#### Directions:
Rewrite only the records from the line holding "mark: the player in dark kit" through the end of the records, both ends included, and keep every line. Adjust each pixel coordinate in the answers by adding -66, and leave all other numbers unchanged.

-- Begin Data section --

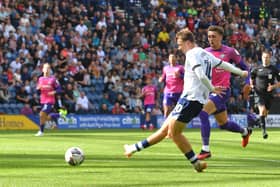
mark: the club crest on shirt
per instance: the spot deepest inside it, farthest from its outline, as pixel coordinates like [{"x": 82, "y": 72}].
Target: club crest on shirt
[{"x": 236, "y": 52}]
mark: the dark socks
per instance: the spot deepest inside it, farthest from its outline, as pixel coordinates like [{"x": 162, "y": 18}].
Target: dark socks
[
  {"x": 232, "y": 126},
  {"x": 205, "y": 127}
]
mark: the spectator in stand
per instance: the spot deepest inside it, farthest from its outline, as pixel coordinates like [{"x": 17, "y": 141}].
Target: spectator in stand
[
  {"x": 149, "y": 95},
  {"x": 82, "y": 104},
  {"x": 104, "y": 109},
  {"x": 26, "y": 110},
  {"x": 69, "y": 98}
]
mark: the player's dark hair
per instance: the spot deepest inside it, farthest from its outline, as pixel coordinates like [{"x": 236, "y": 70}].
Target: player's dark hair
[
  {"x": 185, "y": 35},
  {"x": 217, "y": 29}
]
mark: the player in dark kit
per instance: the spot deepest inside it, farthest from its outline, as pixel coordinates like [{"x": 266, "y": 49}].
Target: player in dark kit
[{"x": 264, "y": 80}]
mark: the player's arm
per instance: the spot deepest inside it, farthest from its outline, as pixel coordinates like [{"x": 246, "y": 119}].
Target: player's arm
[
  {"x": 204, "y": 79},
  {"x": 231, "y": 68},
  {"x": 277, "y": 81}
]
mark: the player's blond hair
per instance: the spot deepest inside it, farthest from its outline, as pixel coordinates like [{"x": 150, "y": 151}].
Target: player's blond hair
[
  {"x": 185, "y": 35},
  {"x": 216, "y": 29}
]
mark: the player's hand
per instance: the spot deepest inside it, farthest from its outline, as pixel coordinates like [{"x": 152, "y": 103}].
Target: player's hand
[
  {"x": 246, "y": 91},
  {"x": 270, "y": 87},
  {"x": 219, "y": 90},
  {"x": 245, "y": 74}
]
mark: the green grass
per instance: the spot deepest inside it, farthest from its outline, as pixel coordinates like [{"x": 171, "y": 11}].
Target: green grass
[{"x": 29, "y": 161}]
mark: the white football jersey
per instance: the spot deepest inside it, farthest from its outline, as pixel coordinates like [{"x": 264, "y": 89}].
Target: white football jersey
[{"x": 194, "y": 89}]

-- End Data section --

#### In response:
mark: the player in dark kit
per instance: the spot deepest inside it, farthest from its outline, as pixel coordinates like [{"x": 266, "y": 49}].
Target: player in dark kit
[{"x": 198, "y": 14}]
mark: the player's arm
per instance: the spot deepest inside it, farthest from its outline, as pixel coordinates like [{"x": 246, "y": 119}].
Target: player's arm
[
  {"x": 138, "y": 13},
  {"x": 165, "y": 2},
  {"x": 211, "y": 15}
]
mark: the player's blond hair
per instance: the spot deepest inside it, farthest from its outline, as pixel coordinates like [{"x": 150, "y": 151}].
Target: player's blond hair
[
  {"x": 119, "y": -31},
  {"x": 150, "y": -37}
]
mark: the player's hand
per instance: the spot deepest inside it, farthest from its outline, as pixel coordinates like [{"x": 152, "y": 103}].
Target: player's hand
[
  {"x": 180, "y": 25},
  {"x": 204, "y": 21},
  {"x": 153, "y": 24},
  {"x": 179, "y": 8}
]
mark: the green grass
per instance: the spot deepest inside it, farthest from its outline, as pixel coordinates like [{"x": 171, "y": 11}].
Target: green grass
[{"x": -37, "y": 95}]
mark: the white football jersey
per instance: the spot deepest inside it, farthest from its outline, as pixel coordinates like [{"x": 264, "y": 89}].
Target: white football jersey
[{"x": 128, "y": 23}]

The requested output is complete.